Top of READING PASSAGE

Research funding cuts and smaller profit margins for clinical care are just two of the many critical problems threatening academic medical centers in the U.S. In this break-out session for the U.S. News Hospital of Tomorrow conference led by U.S. News health editor Avery Comarow, panelists addressed the problems facing AMCs and in looking forward, how AMCs must adapt to cut costs while also improve care.
Dr. Victor J. Dzau, President and CEO of Duke University Health System and Chancellor of Health Affairs at Duke University; Dr. Ora H. Pescovitz, CEO of the University of Michigan Health System and Executive and Vice President for Medical Affairs at the University of Michigan; and Dr. Robert C. Robbins, President and CEO of the Texas Medical Center, were the panelists.
Here are the highlights:
Dr. Pescovtiz of the University of Michigan Health System focused on the following key points:
- “Healthcare reform is necessary and is overdue. This is a time of real change and great opportunity and it’s time that we really need to build on our national healthcare system.” AMCs must be “more effective, more efficient, more affordable and more accessible.”
- AMCs are vital. “We are the place patients come for not only primary care, but also for advanced medical care.” “We provide critical patient services [and] 41 percent of all hospital charity care.”
- AMCs are not used to working on a budget. So the system has to be changed from “fee-for-service to population management.”
- Cost pressures shrinking research funding notwithstanding, basic discoveries must remain a key principle of AMCs. “If we forego our supremacy as a nation in basic research, we will give up what is most important as a nation and as academic medical centers.” “I believe strongly in the merits and purpose of research and it’s something that only academic medical centers can do.” Yet, “the government isn’t the only place that is able to fund it.” Funding sources must be found elsewhere.
Dr. Victor J. Dzau of Duke University named five key issues that must be addressed for the future of AMCs. They are:
- Redefining the mission: “We need to define why we do what we do.” “I think we’re really creating academic health systems.”
- Research: “We not only have to look at the genome, but we have to say how what we do effects the population.” Now, the discussion must be from “bench to bedside to population.”
- Education: “What are we trying to accomplish with education?” Education must build inter-professional, social and “team-based learning” skills.
- Organization: There is a “need to create linkers and connectors.”
- Financing: “How do we finance our organization? How do we support the academic enterprise?”
Dr. Robert C. Robbins of the Texas Medical Center said that AMCs need to use their brands for leverage. In addition, “not only should we have collaboration along our team, but we also need to partner with each other.”
Robbins also emphasized the importance of stressing quality over volume. “It’s oftentimes that heart surgeons get promotions because they’re busy and they make the most money.”
“I think that’s something that’s going to change,” Robbins added.
In answering questions, the panel discussed the future of research at AMCs and how teamwork must be incorporated within both medical research and clinical work.

Bottom of READING PASSAGE
Top of EXERCISE DATA

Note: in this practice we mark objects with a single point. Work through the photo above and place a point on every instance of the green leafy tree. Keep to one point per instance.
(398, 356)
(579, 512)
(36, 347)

Bottom of EXERCISE DATA

> **WHAT YOU WILL DO**:
1 - In the panel summary on academic medical centers, rewrite the part starting with "- AMCs are vital." and going on through "be found elsewhere.", changing "basic research" to "fundamental research".
2 - According to the panel summary on academic medical centers, what share of all hospital charity care do AMCs provide?

> **RESULTS OF THE EXERCISE**:
1 -
- AMCs are vital. “We are the place patients come for not only primary care, but also for advanced medical care.” “We provide critical patient services [and] 41 percent of all hospital charity care.”
- AMCs are not used to working on a budget. So the system has to be changed from “fee-for-service to population management.”
- Cost pressures shrinking research funding notwithstanding, basic discoveries must remain a key principle of AMCs. “If we forego our supremacy as a nation in fundamental research, we will give up what is most important as a nation and as academic medical centers.” “I believe strongly in the merits and purpose of research and it’s something that only academic medical centers can do.” Yet, “the government isn’t the only place that is able to fund it.” Funding sources must be found elsewhere.

2 - 41 percent